◆ **Excerpt**
On the other hand, there were less-welcome precedents, such as the AOL/Time Warner merger and the acquisitions of Bebo, affiliate marketing network Buy.at and ad network Tacodo, all of which have passed into legend as bad - or at least badly integrated - deals.

'AOL has tended to buy a very good business and then put it in a room and slowly turn down the oxygen,' says Cameran Harman, managing director, UK at ad network Ad2One, who until 2009 was director, product and property sales at AOL UK.

'It gets bad press for making bad buys, but I don't think that's necessarily the case,' adds Harman. 'A lot of them have been really good companies, which the Huffington Post certainly is.'

Even with founder Arianna Huffington staying on as president and editor-in-chief of AOL's editorial stable, there are fears her site's fiery, progressive and on the whole unpaid contributors could take their talents elsewhere.

'All of the news around this suggests that the bloggers who currently write the thing are not very happy, and are thinking about leaving, which would give AOL a bit of an issue,' warns Paul Vassallo, head of digital trading at MPG Media Contacts.

Assuming AOL can clear that particular hurdle, there are interesting elements to the deal. Not the least of these is that it pits AOL's ad-funded strategy against News Corp's subscriptions drive for The Times and the iPad-only New York paper The Daily.

'The two approaches jar,' says Charlie McGee, managing director of Carat Digital. 'Rupert Murdoch is saying, "You're going to pay for all your content and we're going to block Google". Then on the other side you have Arianna saying, "No, no, no, it's all free".'

In a statement to Marketing, AOL Europe senior vice-president Kate Burns said: 'We are creating one of the largest destinations for smart content - a place where advertisers want to see and align their brands, and users can interact and enjoy attention-grabbing content and brand experiences.'

However, for some the fit between AOL's family-friendly image and HuffPo's confrontational politics strikes a strange note.

'If people are reading an interesting political viewpoint about Egypt, what ads do they want to look at? That is a challenge for news sites,' says Harman.

◆ **Given information**
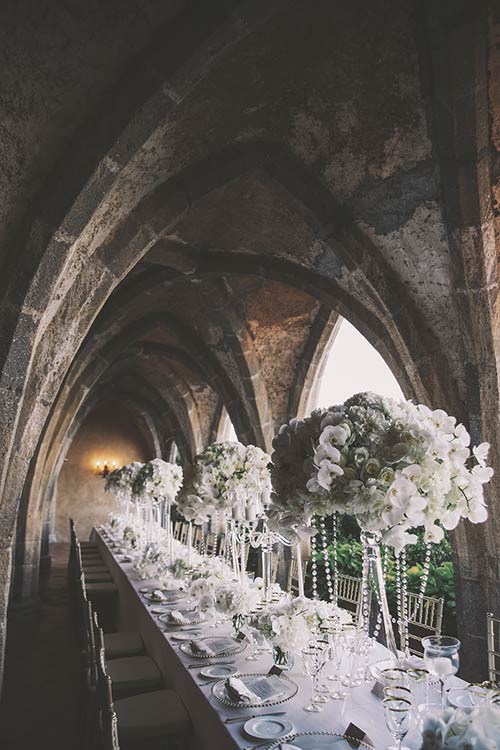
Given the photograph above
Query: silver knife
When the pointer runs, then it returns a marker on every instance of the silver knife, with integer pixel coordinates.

◆ **To be done**
Write out, word for word, the part of the above article on AOL's Huffington Post deal that begins with "Even with founder" and ends after "MPG Media Contacts.".

◆ **Final result**
Even with founder Arianna Huffington staying on as president and editor-in-chief of AOL's editorial stable, there are fears her site's fiery, progressive and on the whole unpaid contributors could take their talents elsewhere.

'All of the news around this suggests that the bloggers who currently write the thing are not very happy, and are thinking about leaving, which would give AOL a bit of an issue,' warns Paul Vassallo, head of digital trading at MPG Media Contacts.